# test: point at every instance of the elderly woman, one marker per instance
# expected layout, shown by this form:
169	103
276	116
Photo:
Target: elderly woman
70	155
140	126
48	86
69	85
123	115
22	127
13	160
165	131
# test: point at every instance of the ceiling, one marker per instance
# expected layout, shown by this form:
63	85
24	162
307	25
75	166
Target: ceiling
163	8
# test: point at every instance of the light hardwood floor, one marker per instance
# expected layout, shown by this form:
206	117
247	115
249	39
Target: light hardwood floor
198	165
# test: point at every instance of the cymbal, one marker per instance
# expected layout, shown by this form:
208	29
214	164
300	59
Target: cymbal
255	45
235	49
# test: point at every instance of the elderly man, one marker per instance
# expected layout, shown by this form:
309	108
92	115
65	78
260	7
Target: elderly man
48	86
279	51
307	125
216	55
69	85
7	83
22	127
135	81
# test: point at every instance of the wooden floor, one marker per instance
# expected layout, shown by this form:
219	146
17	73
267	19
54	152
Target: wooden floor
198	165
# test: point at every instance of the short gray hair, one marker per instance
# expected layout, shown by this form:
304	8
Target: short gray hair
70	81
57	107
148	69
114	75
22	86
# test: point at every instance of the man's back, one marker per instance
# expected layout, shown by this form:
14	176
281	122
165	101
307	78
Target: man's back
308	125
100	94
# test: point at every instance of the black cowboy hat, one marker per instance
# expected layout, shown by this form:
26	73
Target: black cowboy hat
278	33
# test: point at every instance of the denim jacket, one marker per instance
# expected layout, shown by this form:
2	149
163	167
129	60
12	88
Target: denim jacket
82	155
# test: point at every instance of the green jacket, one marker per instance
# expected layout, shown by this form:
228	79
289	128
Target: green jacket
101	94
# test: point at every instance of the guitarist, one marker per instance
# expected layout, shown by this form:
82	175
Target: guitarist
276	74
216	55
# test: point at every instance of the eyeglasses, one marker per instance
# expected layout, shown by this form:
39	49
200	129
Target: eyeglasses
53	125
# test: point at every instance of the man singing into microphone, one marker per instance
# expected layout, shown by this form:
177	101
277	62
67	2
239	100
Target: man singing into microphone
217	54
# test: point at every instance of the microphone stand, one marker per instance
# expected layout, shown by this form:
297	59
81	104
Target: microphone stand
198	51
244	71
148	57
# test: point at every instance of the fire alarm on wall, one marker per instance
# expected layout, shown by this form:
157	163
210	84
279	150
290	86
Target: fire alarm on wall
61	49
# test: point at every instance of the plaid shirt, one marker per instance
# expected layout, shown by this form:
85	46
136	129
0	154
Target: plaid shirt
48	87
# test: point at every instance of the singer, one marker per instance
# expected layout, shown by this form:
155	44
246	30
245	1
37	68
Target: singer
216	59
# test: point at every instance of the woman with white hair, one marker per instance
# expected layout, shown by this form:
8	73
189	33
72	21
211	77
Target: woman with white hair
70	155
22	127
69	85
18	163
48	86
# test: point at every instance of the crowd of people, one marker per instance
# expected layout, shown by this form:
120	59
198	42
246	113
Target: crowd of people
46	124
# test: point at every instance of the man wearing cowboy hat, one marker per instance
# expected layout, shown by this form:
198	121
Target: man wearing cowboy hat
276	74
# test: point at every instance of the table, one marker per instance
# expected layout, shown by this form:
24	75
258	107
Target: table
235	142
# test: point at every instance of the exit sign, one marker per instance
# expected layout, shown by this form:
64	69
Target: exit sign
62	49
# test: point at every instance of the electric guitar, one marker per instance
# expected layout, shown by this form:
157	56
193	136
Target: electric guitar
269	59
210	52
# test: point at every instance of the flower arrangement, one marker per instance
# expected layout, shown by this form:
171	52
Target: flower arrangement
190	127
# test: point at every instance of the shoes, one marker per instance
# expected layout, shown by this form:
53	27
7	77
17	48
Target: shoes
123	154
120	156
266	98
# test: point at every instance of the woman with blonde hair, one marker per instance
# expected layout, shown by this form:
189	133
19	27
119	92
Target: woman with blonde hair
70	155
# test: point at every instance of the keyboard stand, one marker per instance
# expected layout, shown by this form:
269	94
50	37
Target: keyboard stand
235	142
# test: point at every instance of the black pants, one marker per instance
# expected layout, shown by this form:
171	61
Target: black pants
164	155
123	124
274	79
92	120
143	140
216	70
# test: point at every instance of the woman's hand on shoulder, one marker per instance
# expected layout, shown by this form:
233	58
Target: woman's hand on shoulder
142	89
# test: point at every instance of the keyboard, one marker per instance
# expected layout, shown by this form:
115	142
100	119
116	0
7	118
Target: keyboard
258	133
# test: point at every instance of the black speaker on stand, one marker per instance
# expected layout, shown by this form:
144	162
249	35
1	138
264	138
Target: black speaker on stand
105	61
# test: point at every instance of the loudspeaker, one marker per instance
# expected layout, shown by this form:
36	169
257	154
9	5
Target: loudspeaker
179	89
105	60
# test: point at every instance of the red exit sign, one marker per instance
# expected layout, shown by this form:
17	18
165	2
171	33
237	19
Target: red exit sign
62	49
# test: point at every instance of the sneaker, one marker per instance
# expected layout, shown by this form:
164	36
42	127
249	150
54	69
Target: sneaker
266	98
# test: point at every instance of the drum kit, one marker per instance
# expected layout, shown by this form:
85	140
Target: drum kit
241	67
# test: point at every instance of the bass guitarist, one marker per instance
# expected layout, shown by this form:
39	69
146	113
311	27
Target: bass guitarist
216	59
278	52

***

* Task to complete
Restate the records above in full, keeping each line exactly as it stands.

* Solution for this exercise
# test: point at every instance of the elderly woman, one marker per instance
# expected layout, shown by this form:
169	103
276	116
Photo:
Target: elderly woman
70	155
140	126
48	86
69	85
123	115
22	127
13	160
165	131
# test: point at every instance of the ceiling, one marker per instance
# expected layout, shown by this form:
63	85
24	162
307	25
75	166
Target: ceiling
163	8
# test: point at every instance of the light hardwood floor, one marker per instance
# expected layout, shown by this form:
206	117
247	115
249	39
Target: light hardwood floor
198	165
# test: point at every instance of the cymbal, one marker per instance
# expected layout, shown by this form:
208	29
214	164
300	59
Target: cymbal
255	45
235	49
# test: point at every instance of the elderly man, one marker per instance
# expected layout, shown by this form:
309	108
92	115
65	78
260	7
Target: elderly man
48	86
279	51
307	125
216	55
69	85
7	83
22	127
135	81
# test: point at every instance of the wooden floor, one marker per instance
# expected layout, shown by this form:
219	146
17	73
267	19
54	152
Target: wooden floor
198	165
# test: point at every instance of the short gray hair, one marker per instance
# expected layout, shown by this form:
304	8
Target: short gray hair
70	81
57	107
148	69
114	75
22	86
# test: point at every instance of the man's back, one marker per instance
# expected layout, shown by this form:
14	176
281	122
165	101
307	78
Target: man's back
308	125
100	94
# test: point at every instance of the black cowboy hat, one marker per instance
# expected layout, shown by this form:
26	73
Target: black cowboy hat
278	33
# test: point at every instance of the denim jacket, one marker per instance
# expected layout, shown by this form:
2	149
163	167
129	60
12	88
Target: denim jacket
82	155
# test: point at every instance of the green jacket, one marker per instance
# expected layout, shown by this form:
228	79
289	128
Target: green jacket
101	94
# test: point at every instance of the guitarist, one marker per instance
# expected layout, shown by this form:
82	175
Target: guitarist
276	74
216	55
# test: point at every instance of the eyeglasses, one marker per instance
# expected layout, shown by this form:
39	49
200	129
Target: eyeglasses
53	125
# test: point at every instance of the man singing into microphone, one marker per instance
# expected layout, shown by this form:
177	101
277	62
67	2
239	100
Target: man singing into microphone
217	54
# test: point at every instance of the microphone stand, one marker per instance
# expected layout, shown by this form:
297	59
81	104
Target: microphone stand
198	51
244	71
148	57
# test: point at every instance of the fire alarm on wall, one marker per instance
# expected layout, shown by this form:
157	163
210	84
279	150
290	86
Target: fire alarm on wall
61	49
# test: point at every instance of the plaid shirt, one marker per instance
# expected layout, shown by this form:
85	46
136	129
0	154
Target: plaid shirt
48	87
# test: point at every instance of the singer, one marker per instance
# expected layout, shown by this form:
155	44
246	30
245	1
37	68
Target: singer
216	59
# test: point at every instance of the woman with white hair, one marker per instance
# expected layout, shown by this form:
8	73
189	33
72	21
211	77
Target: woman with white hair
70	155
22	127
69	85
18	163
48	86
# test: point at every instance of the crowd of people, one marker per instance
# expected layout, shown by this form:
120	59
198	42
246	113
Target: crowd of people
46	124
# test: point at every instance of the man wearing cowboy hat, one marker per instance
# expected layout, shown by this form:
198	121
Target: man wearing cowboy hat
276	74
# test: point at every instance of the table, one marker per instance
# expected layout, shown by this form:
24	75
258	107
Target: table
235	142
# test: point at every instance of the exit sign, one marker per instance
# expected layout, shown by this form:
64	69
Target: exit sign
62	49
# test: point at every instance of the electric guitar, one marker per instance
# expected layout, shown by this form:
157	56
193	136
Target: electric guitar
269	59
210	52
# test: point at every instance of the flower arrangement, one marker per instance
# expected layout, shown by this form:
171	52
Target: flower arrangement
190	127
# test: point at every instance of the shoes, one marker per instance
# expected layout, shown by this form:
53	27
7	77
17	48
Target: shoes
123	154
120	156
266	98
# test: point at every instance of the woman with blonde hair, one marker per instance
# expected layout, shown by this form:
189	133
19	27
119	92
Target: woman with blonde hair
70	155
# test: point at every instance of the keyboard stand, one marker per instance
# expected layout, shown by this form:
269	94
50	37
Target: keyboard stand
235	142
# test: point at every instance of the black pants, one marker per instance
# expected layout, shown by this form:
171	61
Target: black pants
164	155
123	124
274	79
92	120
143	140
216	70
# test: point at every instance of the woman's hand on shoulder, one marker per instance
# expected layout, shown by this form:
233	58
Target: woman's hand on shoulder
142	89
# test: point at every instance of the keyboard, one marker per instance
# expected layout, shown by this form:
115	142
100	119
116	0
7	118
Target: keyboard
258	133
# test: point at every instance of the black speaker on stand, one marker per instance
# expected layout, shown by this form:
144	162
249	35
1	138
264	138
Target: black speaker on stand
105	61
# test: point at every instance of the loudspeaker, one marker per instance
# expected layout, shown by this form:
36	169
257	154
9	5
Target: loudspeaker
179	89
105	60
# test: point at every instance of the red exit sign, one marker per instance
# expected layout, shown by this form:
17	18
165	2
171	33
237	19
Target: red exit sign
62	49
# test: point at every instance of the sneaker, one marker per instance
# expected layout, shown by this form:
164	36
42	127
249	150
54	69
Target: sneaker
266	98
# test: point at every instance of the drum kit, one marker per instance
# expected layout, shown by this form:
85	140
Target: drum kit
241	67
# test: point at every instance of the bass guitarist, one marker per instance
# expected layout, shown by this form:
39	69
146	113
311	27
Target: bass guitarist
216	59
278	52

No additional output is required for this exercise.